**WORK INSTRUCTION**
The lines to be copied are those below that contain "wooden".

Dataset items:
- Opening Delimiter -
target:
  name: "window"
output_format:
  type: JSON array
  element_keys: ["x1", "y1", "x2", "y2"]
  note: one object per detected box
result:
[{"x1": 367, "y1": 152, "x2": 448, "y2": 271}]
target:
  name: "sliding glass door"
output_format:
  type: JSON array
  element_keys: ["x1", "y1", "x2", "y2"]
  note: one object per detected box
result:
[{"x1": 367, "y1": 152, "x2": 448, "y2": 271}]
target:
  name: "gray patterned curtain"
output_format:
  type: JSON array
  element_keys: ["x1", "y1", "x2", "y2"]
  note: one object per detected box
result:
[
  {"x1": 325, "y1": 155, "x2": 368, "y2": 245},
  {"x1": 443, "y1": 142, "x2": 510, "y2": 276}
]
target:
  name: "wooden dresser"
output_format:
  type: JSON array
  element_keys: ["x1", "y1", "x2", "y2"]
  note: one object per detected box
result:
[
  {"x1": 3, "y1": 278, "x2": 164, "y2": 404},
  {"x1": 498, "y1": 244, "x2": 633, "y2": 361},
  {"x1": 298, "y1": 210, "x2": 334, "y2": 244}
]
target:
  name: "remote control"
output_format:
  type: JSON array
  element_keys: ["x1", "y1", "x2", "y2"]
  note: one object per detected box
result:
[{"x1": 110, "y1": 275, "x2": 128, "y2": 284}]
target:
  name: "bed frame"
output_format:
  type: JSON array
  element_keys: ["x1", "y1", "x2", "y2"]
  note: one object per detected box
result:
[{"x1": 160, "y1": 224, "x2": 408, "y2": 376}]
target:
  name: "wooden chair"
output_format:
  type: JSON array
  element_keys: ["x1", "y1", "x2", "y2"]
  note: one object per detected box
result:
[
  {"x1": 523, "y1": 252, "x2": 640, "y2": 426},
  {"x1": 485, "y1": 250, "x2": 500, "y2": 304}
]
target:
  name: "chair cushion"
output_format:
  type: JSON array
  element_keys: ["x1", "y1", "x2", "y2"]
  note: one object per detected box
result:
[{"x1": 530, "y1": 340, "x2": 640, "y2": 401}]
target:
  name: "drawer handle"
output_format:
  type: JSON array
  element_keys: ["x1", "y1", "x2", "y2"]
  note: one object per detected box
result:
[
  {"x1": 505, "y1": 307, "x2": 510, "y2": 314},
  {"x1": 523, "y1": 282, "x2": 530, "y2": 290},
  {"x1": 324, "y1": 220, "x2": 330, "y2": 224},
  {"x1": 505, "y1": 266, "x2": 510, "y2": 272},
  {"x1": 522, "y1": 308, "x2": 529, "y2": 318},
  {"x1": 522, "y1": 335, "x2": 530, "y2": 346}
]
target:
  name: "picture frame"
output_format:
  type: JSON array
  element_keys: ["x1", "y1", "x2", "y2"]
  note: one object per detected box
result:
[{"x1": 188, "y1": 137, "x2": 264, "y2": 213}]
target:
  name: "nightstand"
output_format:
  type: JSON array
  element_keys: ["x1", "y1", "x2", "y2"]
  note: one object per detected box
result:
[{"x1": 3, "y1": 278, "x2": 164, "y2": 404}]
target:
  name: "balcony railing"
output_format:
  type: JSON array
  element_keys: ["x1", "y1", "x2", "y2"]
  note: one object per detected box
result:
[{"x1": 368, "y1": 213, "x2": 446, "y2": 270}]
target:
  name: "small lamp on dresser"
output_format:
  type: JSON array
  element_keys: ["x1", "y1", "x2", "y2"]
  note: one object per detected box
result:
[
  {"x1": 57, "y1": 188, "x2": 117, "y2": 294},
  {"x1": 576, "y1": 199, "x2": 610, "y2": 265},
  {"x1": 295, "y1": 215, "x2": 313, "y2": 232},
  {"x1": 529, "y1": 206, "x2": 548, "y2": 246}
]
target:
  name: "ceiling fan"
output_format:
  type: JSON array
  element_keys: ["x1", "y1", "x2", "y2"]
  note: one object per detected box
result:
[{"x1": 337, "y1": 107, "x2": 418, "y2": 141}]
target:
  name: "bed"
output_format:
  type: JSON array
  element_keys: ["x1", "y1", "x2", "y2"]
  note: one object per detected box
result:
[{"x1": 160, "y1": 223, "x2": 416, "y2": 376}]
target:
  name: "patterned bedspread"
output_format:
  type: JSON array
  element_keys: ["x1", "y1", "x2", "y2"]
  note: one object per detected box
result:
- Closing Delimiter -
**COMPLETED TASK**
  name: "wooden dresser"
  name: "wooden chair"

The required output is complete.